## PROBLEM DETAILS
Continue the forum thread about coyotes, starting right after its last sentence.

## DOCUMENT EXCERPT
◇ ◇ ◇ ◇ ◇ ◇ ◇
And yes "Coyotes" do lure dogs and attack them in packs. I heard from a "Breed Shall that mentioned" owner whose dogs was attacked by a pack of four Coyotes!" On his property ... his room mates let the dog out and that particular "Breed that shall not be mentioned " ... fought off four "Coyotes" ... the dog was hurt but he survived!


----------



## SuperG (May 11, 2013)

I had to look up "mansplaining" to make sure I knew what it meant....thought it was funny....but as a member of the male community.......I'm going to my safe zone now....I kind of built the area...but didn't bother to read the instructions.


McSuperG


----------



## Nigel (Jul 10, 2012)

We have coyotes living in town. I see them on the days I pedal to work. I wouldn't describe them as timid, they look pretty comfortable in an urban environment. I've seen them hanging out near the entrance of a Safeway store and had a couple stroll past me as I was checking out my plow truck for work this winter. I like coyotes, but I also have a healthy respect for them. i wouldn't be so dismissive of them as some suggest. 

This is a wiki link, but if even half the numbers are accurate that's a lot of attacks for a purportedly shy and timid animal.
https://en.m.wikipedia.org/wiki/Coyote_attacks_on_humans


----------



## Dracovich (Feb 24, 2017)

Nigel said:


> We have coyotes living in town. I see them on the days I pedal to work. I wouldn't describe them as timid, they look pretty comfortable in an urban environment. I've seen them hanging out near the entrance of a Safeway store and had a couple stroll past me as I was checking out my plow truck for work this winter. I like coyotes, but I also have a healthy respect for them. i wouldn't be so dismissive of them as some suggest.
> 
> This is a wiki link, but if even half the numbers are accurate that's a lot of attacks for a purportedly shy and timid animal.
> https://en.m.wikipedia.org/wiki/Coyote_attacks_on_humans


You linked TWO confirmed fatalities caused by coyotes, according to Wikipedia anyway, which states "the free encyclopedia that anyone can edit." on the home page, making it not reliable.

Even so, I'm sure those fatalities are probably real, but TWO fatalities in all that time is not concerning to me. The supposed attacks are only REPORTS, and again, there are reports of UFO sightings. Dogs kill 20-30 people annually, and 2 deaths from 1981 to 2009, even taking population into consideration, makes dogs statistically *FAR* more dangerous.


----------



## Nigel (Jul 10, 2012)

Dracovich said:


> You linked TWO confirmed fatalities caused by coyotes, according to Wikipedia anyway, which states "the free encyclopedia that anyone can edit." on the home page, making it not reliable.
> 
> Even so, I'm sure those fatalities are probably real, but TWO fatalities in all that time is not concerning to me. The supposed attacks are only REPORTS, and again, there are reports of UFO sightings. Dogs kill 20-30 people annually, and 2 deaths from 1981 to 2009, even taking population into consideration, makes dogs statistically *FAR* more dangerous.


try reading down the page a littler further, there are numerous attacks, with several being adults. It's not all about fatalities. Wiki can be edited, but they do a decent job keeping up that for the most part. I picked a couple of the stories with times and locations and they can be verified with legit news stories.
◇ ◇ ◇ ◇ ◇ ◇ ◇
## PROVIDED MATERIAL
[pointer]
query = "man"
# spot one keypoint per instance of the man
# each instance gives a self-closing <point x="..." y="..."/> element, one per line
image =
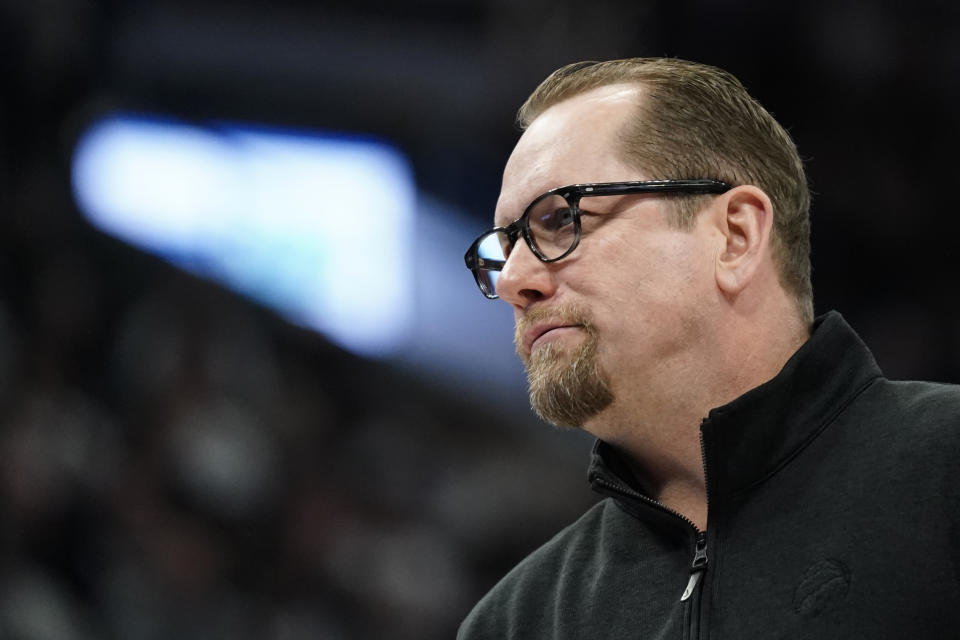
<point x="763" y="479"/>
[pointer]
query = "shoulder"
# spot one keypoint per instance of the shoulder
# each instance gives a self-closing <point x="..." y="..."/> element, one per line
<point x="910" y="425"/>
<point x="922" y="404"/>
<point x="522" y="603"/>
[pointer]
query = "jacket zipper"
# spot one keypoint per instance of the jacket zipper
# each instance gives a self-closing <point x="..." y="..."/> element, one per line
<point x="699" y="565"/>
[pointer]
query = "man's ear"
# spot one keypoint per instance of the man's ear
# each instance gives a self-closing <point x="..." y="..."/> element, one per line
<point x="744" y="216"/>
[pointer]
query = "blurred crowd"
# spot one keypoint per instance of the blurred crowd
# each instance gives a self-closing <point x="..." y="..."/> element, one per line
<point x="176" y="462"/>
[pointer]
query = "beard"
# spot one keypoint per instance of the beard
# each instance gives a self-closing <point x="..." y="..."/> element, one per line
<point x="567" y="384"/>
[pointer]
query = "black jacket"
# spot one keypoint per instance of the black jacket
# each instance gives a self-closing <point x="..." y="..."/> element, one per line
<point x="834" y="512"/>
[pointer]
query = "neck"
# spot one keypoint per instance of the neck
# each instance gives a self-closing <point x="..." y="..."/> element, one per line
<point x="659" y="430"/>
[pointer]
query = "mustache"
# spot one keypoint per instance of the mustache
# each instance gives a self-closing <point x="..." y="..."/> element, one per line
<point x="564" y="314"/>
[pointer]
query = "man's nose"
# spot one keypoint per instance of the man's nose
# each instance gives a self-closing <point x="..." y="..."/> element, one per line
<point x="524" y="278"/>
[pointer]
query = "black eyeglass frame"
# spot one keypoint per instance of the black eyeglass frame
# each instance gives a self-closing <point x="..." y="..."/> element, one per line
<point x="572" y="195"/>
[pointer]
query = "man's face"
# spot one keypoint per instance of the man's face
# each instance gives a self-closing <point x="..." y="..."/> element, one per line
<point x="621" y="316"/>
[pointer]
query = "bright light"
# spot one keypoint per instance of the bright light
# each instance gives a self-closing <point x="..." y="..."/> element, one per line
<point x="317" y="227"/>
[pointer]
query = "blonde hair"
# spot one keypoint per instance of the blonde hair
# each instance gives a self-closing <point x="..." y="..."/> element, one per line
<point x="698" y="121"/>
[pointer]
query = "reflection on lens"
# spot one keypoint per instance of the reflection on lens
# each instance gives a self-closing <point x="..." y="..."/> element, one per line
<point x="491" y="249"/>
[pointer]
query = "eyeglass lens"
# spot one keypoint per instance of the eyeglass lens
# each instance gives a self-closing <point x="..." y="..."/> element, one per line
<point x="552" y="230"/>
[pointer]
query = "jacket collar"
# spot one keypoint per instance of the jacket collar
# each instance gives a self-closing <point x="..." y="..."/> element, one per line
<point x="749" y="439"/>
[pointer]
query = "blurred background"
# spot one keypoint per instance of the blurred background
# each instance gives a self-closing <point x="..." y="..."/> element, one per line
<point x="248" y="389"/>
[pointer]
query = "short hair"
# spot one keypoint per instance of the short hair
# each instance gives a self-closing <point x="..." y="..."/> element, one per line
<point x="698" y="121"/>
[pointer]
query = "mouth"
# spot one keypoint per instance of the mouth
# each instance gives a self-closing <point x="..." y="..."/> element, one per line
<point x="540" y="333"/>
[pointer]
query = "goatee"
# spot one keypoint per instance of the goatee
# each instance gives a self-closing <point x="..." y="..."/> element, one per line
<point x="567" y="384"/>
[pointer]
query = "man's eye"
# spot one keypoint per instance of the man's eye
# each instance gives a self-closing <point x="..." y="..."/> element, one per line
<point x="555" y="219"/>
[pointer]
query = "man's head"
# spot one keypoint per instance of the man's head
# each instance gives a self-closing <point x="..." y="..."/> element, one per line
<point x="698" y="121"/>
<point x="636" y="308"/>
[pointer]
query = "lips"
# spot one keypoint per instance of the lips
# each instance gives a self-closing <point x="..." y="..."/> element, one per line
<point x="537" y="331"/>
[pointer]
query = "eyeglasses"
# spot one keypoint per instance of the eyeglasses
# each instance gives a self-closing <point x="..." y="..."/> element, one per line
<point x="550" y="225"/>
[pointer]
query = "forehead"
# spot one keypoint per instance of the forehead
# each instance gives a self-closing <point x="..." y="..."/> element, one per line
<point x="574" y="141"/>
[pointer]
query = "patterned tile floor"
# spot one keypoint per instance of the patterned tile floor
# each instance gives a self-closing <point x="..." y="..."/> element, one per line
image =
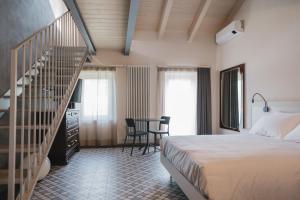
<point x="109" y="174"/>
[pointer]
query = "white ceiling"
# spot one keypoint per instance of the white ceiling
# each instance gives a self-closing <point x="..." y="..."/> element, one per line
<point x="106" y="20"/>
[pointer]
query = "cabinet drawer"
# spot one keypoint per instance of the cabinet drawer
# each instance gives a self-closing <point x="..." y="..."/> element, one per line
<point x="72" y="143"/>
<point x="72" y="132"/>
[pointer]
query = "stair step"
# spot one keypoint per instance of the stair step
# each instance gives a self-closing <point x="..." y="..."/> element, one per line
<point x="4" y="148"/>
<point x="4" y="176"/>
<point x="25" y="127"/>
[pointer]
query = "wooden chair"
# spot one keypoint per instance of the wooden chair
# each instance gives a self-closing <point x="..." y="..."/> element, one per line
<point x="132" y="132"/>
<point x="160" y="131"/>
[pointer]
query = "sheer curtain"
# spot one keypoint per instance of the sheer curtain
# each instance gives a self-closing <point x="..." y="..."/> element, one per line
<point x="178" y="99"/>
<point x="98" y="108"/>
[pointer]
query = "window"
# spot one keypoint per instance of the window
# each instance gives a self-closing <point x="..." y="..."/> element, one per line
<point x="99" y="96"/>
<point x="180" y="101"/>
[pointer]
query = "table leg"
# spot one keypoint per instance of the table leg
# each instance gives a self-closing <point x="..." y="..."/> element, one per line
<point x="147" y="143"/>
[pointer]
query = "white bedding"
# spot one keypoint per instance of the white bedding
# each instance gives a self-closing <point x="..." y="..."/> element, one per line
<point x="237" y="166"/>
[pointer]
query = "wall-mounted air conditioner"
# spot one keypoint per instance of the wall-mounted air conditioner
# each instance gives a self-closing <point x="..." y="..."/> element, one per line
<point x="230" y="31"/>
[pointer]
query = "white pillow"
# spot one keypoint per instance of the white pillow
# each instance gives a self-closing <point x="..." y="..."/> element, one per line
<point x="294" y="135"/>
<point x="276" y="125"/>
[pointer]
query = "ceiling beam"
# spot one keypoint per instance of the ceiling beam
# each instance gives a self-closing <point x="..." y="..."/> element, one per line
<point x="131" y="25"/>
<point x="73" y="8"/>
<point x="238" y="4"/>
<point x="203" y="8"/>
<point x="164" y="18"/>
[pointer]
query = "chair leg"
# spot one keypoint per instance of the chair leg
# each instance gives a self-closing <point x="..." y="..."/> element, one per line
<point x="140" y="140"/>
<point x="155" y="141"/>
<point x="133" y="145"/>
<point x="124" y="143"/>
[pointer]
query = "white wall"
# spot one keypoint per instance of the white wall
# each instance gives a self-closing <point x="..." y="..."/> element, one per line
<point x="173" y="51"/>
<point x="270" y="48"/>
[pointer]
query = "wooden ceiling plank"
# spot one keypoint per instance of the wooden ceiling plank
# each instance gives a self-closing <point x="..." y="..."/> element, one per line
<point x="238" y="4"/>
<point x="165" y="17"/>
<point x="133" y="11"/>
<point x="73" y="7"/>
<point x="198" y="19"/>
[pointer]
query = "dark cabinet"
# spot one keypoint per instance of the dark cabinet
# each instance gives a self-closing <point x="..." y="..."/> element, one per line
<point x="66" y="142"/>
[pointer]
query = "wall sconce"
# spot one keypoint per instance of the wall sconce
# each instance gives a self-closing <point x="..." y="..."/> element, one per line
<point x="265" y="108"/>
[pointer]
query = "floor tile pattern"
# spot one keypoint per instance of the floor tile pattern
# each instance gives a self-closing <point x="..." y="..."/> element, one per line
<point x="109" y="174"/>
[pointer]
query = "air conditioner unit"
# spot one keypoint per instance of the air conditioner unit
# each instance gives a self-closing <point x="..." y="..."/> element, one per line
<point x="230" y="31"/>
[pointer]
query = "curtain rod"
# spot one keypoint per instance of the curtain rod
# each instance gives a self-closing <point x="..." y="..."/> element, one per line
<point x="146" y="65"/>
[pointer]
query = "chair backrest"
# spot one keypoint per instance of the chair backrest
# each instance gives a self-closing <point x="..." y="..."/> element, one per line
<point x="130" y="124"/>
<point x="166" y="121"/>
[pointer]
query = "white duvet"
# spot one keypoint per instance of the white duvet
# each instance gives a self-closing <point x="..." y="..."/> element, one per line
<point x="237" y="167"/>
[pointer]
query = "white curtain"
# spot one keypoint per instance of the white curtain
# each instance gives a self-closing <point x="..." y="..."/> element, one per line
<point x="98" y="108"/>
<point x="178" y="99"/>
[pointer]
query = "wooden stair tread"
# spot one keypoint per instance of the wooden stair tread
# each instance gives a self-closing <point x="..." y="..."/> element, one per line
<point x="4" y="148"/>
<point x="25" y="127"/>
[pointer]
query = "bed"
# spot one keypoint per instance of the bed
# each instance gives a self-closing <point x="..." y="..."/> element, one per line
<point x="235" y="166"/>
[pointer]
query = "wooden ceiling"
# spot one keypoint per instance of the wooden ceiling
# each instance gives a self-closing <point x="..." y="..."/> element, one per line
<point x="107" y="20"/>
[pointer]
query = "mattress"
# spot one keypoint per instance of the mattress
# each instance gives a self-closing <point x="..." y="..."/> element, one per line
<point x="237" y="166"/>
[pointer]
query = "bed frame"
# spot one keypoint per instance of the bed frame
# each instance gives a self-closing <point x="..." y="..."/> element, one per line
<point x="256" y="112"/>
<point x="189" y="190"/>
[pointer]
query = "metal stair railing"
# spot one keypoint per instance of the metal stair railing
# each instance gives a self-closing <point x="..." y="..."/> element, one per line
<point x="50" y="61"/>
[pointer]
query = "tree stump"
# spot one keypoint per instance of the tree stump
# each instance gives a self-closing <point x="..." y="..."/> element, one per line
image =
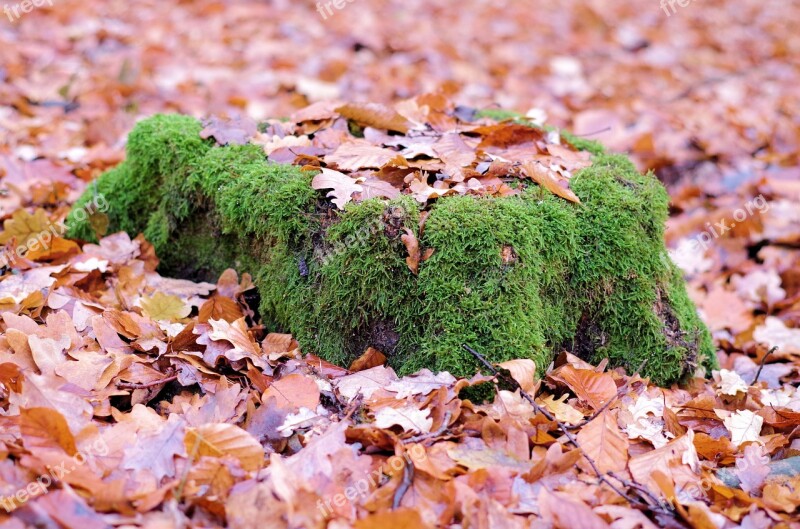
<point x="523" y="276"/>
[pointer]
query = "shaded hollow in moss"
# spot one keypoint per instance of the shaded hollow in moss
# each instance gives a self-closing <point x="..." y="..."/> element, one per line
<point x="524" y="276"/>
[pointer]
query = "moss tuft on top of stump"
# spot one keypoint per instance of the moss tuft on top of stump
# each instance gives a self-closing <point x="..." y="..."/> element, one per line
<point x="522" y="276"/>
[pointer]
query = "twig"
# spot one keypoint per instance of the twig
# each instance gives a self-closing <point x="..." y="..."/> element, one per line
<point x="144" y="385"/>
<point x="572" y="439"/>
<point x="763" y="361"/>
<point x="437" y="433"/>
<point x="408" y="477"/>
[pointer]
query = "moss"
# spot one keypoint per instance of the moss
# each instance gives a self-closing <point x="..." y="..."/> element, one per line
<point x="522" y="276"/>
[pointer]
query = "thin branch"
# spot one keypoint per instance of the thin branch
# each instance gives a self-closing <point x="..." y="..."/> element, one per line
<point x="572" y="439"/>
<point x="408" y="477"/>
<point x="763" y="361"/>
<point x="145" y="385"/>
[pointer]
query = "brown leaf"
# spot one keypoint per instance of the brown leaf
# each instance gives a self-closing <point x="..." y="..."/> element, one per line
<point x="523" y="370"/>
<point x="371" y="358"/>
<point x="412" y="246"/>
<point x="360" y="154"/>
<point x="375" y="115"/>
<point x="223" y="439"/>
<point x="402" y="518"/>
<point x="589" y="386"/>
<point x="343" y="186"/>
<point x="293" y="391"/>
<point x="375" y="188"/>
<point x="549" y="180"/>
<point x="220" y="308"/>
<point x="46" y="428"/>
<point x="603" y="441"/>
<point x="235" y="131"/>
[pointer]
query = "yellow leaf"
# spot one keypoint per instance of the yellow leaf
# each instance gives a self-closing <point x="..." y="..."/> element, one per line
<point x="562" y="411"/>
<point x="165" y="307"/>
<point x="523" y="370"/>
<point x="23" y="226"/>
<point x="46" y="428"/>
<point x="221" y="439"/>
<point x="603" y="441"/>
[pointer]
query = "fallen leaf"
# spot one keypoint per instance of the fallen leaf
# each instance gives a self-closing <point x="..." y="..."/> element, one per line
<point x="165" y="307"/>
<point x="342" y="185"/>
<point x="223" y="439"/>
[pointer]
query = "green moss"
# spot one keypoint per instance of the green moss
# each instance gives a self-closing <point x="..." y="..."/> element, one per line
<point x="522" y="276"/>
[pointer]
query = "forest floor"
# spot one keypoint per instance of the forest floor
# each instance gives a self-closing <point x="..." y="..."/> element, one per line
<point x="113" y="415"/>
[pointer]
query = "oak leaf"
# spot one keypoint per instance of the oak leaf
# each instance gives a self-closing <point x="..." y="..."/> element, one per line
<point x="342" y="185"/>
<point x="225" y="439"/>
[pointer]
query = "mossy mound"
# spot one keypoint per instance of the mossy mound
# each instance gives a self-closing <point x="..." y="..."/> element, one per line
<point x="519" y="276"/>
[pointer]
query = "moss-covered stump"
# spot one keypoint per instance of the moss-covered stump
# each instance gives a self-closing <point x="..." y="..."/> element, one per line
<point x="519" y="276"/>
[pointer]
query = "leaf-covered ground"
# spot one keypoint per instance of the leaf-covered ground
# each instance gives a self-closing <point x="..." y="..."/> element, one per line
<point x="133" y="400"/>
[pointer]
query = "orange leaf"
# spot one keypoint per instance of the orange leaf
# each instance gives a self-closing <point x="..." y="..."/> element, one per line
<point x="375" y="115"/>
<point x="603" y="441"/>
<point x="589" y="386"/>
<point x="220" y="308"/>
<point x="371" y="358"/>
<point x="221" y="439"/>
<point x="414" y="254"/>
<point x="46" y="428"/>
<point x="549" y="180"/>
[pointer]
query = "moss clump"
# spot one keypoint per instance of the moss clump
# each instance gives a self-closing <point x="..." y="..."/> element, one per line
<point x="521" y="276"/>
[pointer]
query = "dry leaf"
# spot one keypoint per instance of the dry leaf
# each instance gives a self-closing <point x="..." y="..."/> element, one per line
<point x="343" y="186"/>
<point x="221" y="439"/>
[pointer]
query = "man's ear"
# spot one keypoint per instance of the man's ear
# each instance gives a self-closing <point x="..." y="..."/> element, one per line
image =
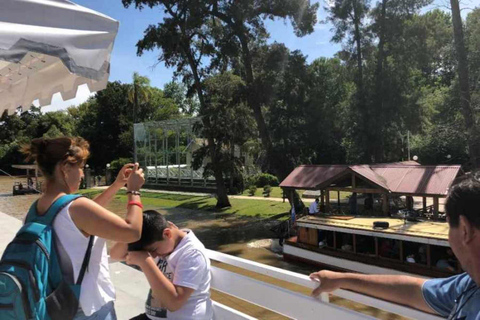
<point x="467" y="230"/>
<point x="167" y="233"/>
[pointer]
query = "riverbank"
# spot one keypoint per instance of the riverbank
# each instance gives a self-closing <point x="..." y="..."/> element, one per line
<point x="206" y="203"/>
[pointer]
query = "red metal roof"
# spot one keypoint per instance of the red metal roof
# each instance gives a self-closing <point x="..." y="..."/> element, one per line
<point x="404" y="178"/>
<point x="428" y="180"/>
<point x="370" y="175"/>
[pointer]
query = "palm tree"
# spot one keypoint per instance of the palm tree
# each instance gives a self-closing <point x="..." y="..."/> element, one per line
<point x="138" y="93"/>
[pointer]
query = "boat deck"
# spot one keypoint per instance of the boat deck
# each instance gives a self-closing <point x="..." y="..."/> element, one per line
<point x="364" y="225"/>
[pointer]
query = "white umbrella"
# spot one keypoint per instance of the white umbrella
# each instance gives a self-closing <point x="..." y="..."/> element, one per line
<point x="50" y="46"/>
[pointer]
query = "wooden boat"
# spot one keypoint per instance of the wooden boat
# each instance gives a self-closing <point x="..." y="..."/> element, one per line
<point x="351" y="243"/>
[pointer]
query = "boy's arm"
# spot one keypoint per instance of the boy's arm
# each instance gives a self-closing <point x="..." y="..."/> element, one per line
<point x="172" y="297"/>
<point x="119" y="251"/>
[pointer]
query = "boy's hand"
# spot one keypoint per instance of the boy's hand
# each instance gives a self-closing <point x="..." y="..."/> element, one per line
<point x="137" y="258"/>
<point x="328" y="281"/>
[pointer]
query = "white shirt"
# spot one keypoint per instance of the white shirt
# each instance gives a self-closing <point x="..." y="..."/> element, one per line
<point x="313" y="207"/>
<point x="97" y="288"/>
<point x="187" y="266"/>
◇ ◇ ◇ ◇ ◇ ◇ ◇
## REPLY TO THE EXERCISE
Cows kill 20 people a year, what's that got to do with coyotes?


----------



## Dracovich (Feb 24, 2017)

Nigel said:


> try reading down the page a littler further, there are numerous attacks, with several being adults. It's not all about fatalities. Wiki can be edited, but they do a decent job keeping up that for the most part. I picked a couple of the stories with times and locations and they can be verified with legit news stories.
> 
> Cows kill 20 people a year, what's that got to do with coyotes?


I did read down the page, those were just reports, none of them confirmed. What do you mean keeping up that? It's an open encyclopedia for anyone to have at. Statistically and scientifically speaking, cows and dogs are far more dangerous than coyotes, but people aren't (generally) afraid of them. You're more likely to be attacked by a stranger, but we don't quiver in fear at the grocery store.


----------



## Nigel (Jul 10, 2012)

A quick Google search on many of those reports will turn up a news story to accompany it. A bit of work I know, but I was surprised by the numbers, hence the reason I went thru the trouble of checking. I don't think anyone is suggesting to "be fearful" of the big bad coyote, only to be respectful of their potential as you would with any wild animal. And yes, people can be far more dangerous, few will dispute this.


----------



## llombardo (Dec 11, 2011)

Nigel said:


> A quick Google search on many of those reports will turn up a news story to accompany it. A bit of work I know, but I was surprised by the numbers, hence the reason I went thru the trouble of checking. I don't think anyone is suggesting to "be fearful" of the big bad coyote, only to be respectful of their potential as you would with any wild animal. And yes, people can be far more dangerous, few will dispute this.


If researched one can find that kids are often the targets and would be fatalities if not rescued.


----------



## DJGinger (Jun 5, 2013)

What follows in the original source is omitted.